Exercise aim:
Answer these questions using the page text on TGF-β in mammary epithelium.
1. What technique did the study use to determine the relationship between the TGF-β1-positive and steroid hormone receptor epithelial subpopulations?
2. How was estrus determined and confirmed?
3. At what temperature were the frozen OCT-embedded tissue blocks stored until sectioning?

Page text:
::::

TGF-β immunolocalization revealed striking epithelial heterogeneity during mammary stages characterized by proliferation.7 Although, during estrus many cells down-regulate TGF-β atestrus, consistent with its action as a growth inhibitor, some mammary epithelial cells maintain prominent TGF-β1 activation. This observation suggested to us the hypothesis that TGF-β acts to restrain such cells from proliferating particularly in the presence of ovarian steroids. Therefore, in this study we first sought to determine the relationship between the TGF-β1-positive and steroid hormone receptor epithelial subpopulations using dual immunolocalization, and second, to determine whether TGF-β depletion specifically affects proliferation of hormone receptor-positive cells.

Materials and Methods

Mice

All experiments were conducted with Lawrence Berkeley National Laboratory institutional review and approval. Animals were killed by CO2 inhalation and cervical dislocation at the indicated times in accordance with AAALAC guidelines. Mammary glands were collected from Tgfβ1 heterozygote and wild-type mice bred in-house in the C57BL/6–129SV mixed background unless otherwise noted. In some experiments, Tgfβ1 knockouts crossed back to FvB or BALB/c background mice were used, which were obtained, respectively, from Drs. Lalage Wakefield and Adam Glick at the National Cancer Institute. FvB MMTV-Tgfβ223–225 transgenic mice were previously described.20 All specimens were collected from animals reared and housed at Lawrence Berkeley National Laboratory. Estrus was determined by cytological characteristics of vaginal smears and confirmed postmortem by uterine wet weight. Nulliparous animals ∼10 weeks of age were killed in estrus. Ovariectomy and estradiol and progesterone treatment of ovariectomized mice was performed as previously described.7 At least three animals were used for each treatment group. The inguinal mammary glands were dissected free of the skin and embedded in OCT compound (Miles Inc., Elkhart, IN). Frozen OCT-embedded tissue blocks were stored at −70°C until the time of sectioning.

::::

Records provided:
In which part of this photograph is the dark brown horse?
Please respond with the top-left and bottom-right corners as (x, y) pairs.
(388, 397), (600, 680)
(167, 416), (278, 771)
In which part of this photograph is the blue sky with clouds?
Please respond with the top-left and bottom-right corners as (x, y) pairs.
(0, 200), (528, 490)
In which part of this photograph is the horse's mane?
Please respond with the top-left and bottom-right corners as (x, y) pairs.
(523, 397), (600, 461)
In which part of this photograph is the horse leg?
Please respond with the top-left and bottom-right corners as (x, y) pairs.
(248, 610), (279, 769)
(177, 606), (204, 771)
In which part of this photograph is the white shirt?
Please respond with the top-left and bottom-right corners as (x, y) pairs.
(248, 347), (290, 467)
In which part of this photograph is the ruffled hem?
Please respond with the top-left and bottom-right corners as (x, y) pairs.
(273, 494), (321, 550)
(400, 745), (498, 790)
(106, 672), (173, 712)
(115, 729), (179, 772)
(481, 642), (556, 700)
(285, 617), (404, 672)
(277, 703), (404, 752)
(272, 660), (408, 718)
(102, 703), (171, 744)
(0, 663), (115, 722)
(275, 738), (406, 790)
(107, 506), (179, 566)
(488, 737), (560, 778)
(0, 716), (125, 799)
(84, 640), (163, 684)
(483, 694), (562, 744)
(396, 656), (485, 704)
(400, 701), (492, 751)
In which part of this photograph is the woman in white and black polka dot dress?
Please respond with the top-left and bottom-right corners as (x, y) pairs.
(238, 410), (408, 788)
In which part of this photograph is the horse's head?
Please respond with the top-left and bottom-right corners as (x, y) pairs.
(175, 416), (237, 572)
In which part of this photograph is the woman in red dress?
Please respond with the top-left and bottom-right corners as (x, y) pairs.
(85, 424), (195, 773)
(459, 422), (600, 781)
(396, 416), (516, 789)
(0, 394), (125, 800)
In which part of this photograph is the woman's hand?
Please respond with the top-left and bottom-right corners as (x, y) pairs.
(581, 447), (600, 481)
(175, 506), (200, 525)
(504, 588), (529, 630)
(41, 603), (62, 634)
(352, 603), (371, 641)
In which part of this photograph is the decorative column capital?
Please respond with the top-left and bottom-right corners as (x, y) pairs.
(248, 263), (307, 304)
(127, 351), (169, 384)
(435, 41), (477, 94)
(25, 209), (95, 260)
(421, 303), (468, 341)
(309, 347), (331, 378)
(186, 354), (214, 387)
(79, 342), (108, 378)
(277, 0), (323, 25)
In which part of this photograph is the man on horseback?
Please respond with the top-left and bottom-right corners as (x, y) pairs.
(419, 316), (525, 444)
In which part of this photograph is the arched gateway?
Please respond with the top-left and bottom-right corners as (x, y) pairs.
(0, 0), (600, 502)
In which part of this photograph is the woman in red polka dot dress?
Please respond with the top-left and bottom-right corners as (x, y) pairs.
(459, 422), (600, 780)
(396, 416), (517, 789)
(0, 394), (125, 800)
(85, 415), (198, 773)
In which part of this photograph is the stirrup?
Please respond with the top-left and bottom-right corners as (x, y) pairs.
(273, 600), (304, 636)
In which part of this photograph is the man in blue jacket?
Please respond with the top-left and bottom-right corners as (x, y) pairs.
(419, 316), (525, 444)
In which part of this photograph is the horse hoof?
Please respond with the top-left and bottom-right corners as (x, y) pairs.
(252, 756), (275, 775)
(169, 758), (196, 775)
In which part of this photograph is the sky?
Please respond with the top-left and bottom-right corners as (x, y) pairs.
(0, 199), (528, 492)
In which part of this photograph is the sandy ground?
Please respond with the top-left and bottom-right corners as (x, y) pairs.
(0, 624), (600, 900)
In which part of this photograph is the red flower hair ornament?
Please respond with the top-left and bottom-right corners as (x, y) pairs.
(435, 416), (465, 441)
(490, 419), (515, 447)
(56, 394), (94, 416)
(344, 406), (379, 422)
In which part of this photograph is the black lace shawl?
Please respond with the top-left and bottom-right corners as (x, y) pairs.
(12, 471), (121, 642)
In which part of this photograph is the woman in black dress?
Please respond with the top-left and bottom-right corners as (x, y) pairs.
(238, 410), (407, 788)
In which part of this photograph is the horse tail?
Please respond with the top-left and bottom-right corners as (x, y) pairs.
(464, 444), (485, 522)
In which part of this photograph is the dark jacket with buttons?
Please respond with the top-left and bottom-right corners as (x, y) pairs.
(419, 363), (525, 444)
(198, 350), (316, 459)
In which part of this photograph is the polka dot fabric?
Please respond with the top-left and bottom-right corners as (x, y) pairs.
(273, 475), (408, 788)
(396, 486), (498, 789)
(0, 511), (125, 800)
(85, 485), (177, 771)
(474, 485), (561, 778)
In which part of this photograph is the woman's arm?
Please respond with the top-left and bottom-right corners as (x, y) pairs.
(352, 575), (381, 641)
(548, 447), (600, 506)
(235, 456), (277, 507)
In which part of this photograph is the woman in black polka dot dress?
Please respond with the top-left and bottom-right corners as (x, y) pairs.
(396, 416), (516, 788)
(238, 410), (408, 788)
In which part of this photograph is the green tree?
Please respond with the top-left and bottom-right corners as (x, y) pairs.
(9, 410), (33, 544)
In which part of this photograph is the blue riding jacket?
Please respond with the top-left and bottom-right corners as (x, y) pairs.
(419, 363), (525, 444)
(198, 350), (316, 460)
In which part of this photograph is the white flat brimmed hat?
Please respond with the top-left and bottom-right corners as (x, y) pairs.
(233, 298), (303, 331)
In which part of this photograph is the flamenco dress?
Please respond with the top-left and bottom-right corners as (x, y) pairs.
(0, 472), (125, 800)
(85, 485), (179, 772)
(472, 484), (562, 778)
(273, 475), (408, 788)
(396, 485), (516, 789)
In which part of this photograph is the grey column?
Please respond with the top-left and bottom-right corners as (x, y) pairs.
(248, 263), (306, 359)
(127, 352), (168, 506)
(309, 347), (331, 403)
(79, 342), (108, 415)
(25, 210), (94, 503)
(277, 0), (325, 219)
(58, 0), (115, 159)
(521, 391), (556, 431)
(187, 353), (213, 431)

::::

Response to the task:
1. Dual immunolocalization.
2. By the cytological characteristics of vaginal smears, confirmed postmortem by uterine wet weight.
3. −70°C.